[Task requirements]:
1) Repeat the portion of the SCIL overview between "The primary challenge" and "a significant hurdle.", inclusive.
2) In the SCIL overview, what three difficulties does Offline Safe RL face?

In safety-critical domains such as autonomous driving, healthcare robotics, and industrial automation, it is imperative for autonomous agents to not only perform tasks efficiently but also safely. Traditional imitation learning enables agents to learn behaviors by mimicking expert demonstrations. However, these methods often overlook the importance of understanding and avoiding unsafe actions, which can lead to catastrophic failures in real-world applications. Safe Contrastive Imitation Learning (SCIL) addresses this gap by utilizing both positive trajectories of safe behavior and negative trajectories of unsafe behavior. By contrasting these trajectories, agents can learn to distinguish between safe and unsafe actions, leading to more robust and reliable performance.

Challenge

The primary challenge in SCIL lies in effectively integrating negative trajectories into the learning process. Standard imitation learning algorithms focus on replicating observed behaviors without a mechanism to penalize or avoid unsafe actions explicitly. Incorporating negative demonstrations introduces complexities in defining appropriate loss functions and learning objectives that can balance the influence of safe and unsafe behaviors. Additionally, there is a risk of the agent overfitting to the provided demonstrations, failing to generalize to unseen scenarios where safety is critical. Developing a framework that can learn from both types of trajectories while ensuring generalization and scalability remains a significant hurdle.

Existing Methods

Existing imitation learning methods like Behavioral Cloning [1] and GAIL [2] replicate expert behaviors but lack mechanisms for handling negative examples, risking unsafe behavior reproduction. Safe RL methods introduce constraints but often require extensive, potentially risky interactions with the environment, posing challenges for real-world applications [3]. Offline Safe RL avoids these interactions by learning from pre-collected data [4][5] but struggles with distributional shift, inadequate unsafe data representation, and conservative policies. Contrastive learning, effective for representation learning [6][7] and exploration [8][9], has not been extensively applied to distinguish safe from unsafe behaviors in RL. Current methods thus fail to balance leveraging positive and negative examples, underlining the need for new approaches to efficiently train safe autonomous agents.

[Supplied records]:
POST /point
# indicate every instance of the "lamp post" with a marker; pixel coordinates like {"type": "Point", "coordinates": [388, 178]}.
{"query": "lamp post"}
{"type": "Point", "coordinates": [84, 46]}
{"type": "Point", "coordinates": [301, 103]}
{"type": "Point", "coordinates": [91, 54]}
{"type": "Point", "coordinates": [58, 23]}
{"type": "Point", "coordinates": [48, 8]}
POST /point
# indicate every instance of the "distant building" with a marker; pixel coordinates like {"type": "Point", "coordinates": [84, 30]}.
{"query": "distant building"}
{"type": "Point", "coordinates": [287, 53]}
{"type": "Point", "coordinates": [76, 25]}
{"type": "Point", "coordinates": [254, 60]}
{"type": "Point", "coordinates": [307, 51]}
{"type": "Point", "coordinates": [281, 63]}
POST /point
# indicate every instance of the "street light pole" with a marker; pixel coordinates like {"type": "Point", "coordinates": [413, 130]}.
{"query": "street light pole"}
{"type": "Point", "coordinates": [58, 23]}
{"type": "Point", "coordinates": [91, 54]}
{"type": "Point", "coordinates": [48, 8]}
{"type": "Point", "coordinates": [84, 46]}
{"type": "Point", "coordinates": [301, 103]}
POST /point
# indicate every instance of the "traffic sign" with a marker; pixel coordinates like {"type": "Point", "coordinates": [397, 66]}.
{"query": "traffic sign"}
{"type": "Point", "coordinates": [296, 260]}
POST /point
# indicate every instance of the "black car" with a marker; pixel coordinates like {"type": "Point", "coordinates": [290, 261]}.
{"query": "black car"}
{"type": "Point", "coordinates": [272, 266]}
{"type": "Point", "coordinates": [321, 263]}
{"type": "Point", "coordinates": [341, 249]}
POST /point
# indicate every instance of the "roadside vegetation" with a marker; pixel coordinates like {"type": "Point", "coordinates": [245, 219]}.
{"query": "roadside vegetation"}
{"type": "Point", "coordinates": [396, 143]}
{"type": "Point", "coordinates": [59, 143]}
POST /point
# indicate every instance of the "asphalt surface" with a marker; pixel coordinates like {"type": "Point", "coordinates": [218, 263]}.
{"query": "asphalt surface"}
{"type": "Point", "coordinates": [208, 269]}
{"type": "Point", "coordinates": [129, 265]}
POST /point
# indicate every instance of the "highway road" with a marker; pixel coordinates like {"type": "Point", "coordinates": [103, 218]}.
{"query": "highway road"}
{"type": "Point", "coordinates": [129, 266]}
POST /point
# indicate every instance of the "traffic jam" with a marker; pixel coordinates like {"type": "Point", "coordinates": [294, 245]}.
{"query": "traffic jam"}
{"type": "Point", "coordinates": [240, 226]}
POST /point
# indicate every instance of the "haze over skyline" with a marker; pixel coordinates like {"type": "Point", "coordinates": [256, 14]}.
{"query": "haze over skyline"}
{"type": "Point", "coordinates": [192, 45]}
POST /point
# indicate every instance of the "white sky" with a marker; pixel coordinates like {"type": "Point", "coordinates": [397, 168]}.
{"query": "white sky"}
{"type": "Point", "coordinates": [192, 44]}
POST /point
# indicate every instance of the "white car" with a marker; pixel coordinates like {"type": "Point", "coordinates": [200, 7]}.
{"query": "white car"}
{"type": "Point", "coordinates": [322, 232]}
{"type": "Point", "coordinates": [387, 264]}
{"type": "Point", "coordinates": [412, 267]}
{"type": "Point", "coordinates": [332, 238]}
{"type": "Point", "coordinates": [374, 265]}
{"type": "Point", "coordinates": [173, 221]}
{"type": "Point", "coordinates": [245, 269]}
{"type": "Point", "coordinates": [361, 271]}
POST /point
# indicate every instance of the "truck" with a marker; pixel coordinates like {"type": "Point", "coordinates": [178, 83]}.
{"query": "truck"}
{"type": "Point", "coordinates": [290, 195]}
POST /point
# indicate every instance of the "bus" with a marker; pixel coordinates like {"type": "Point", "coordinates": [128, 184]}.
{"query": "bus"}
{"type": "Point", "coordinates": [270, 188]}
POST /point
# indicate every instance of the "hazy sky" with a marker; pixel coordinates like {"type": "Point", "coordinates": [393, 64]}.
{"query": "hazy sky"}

[Per-task outputs]:
1)
The primary challenge in SCIL lies in effectively integrating negative trajectories into the learning process. Standard imitation learning algorithms focus on replicating observed behaviors without a mechanism to penalize or avoid unsafe actions explicitly. Incorporating negative demonstrations introduces complexities in defining appropriate loss functions and learning objectives that can balance the influence of safe and unsafe behaviors. Additionally, there is a risk of the agent overfitting to the provided demonstrations, failing to generalize to unseen scenarios where safety is critical. Developing a framework that can learn from both types of trajectories while ensuring generalization and scalability remains a significant hurdle.

2) Distributional shift, inadequate unsafe data representation, and conservative policies.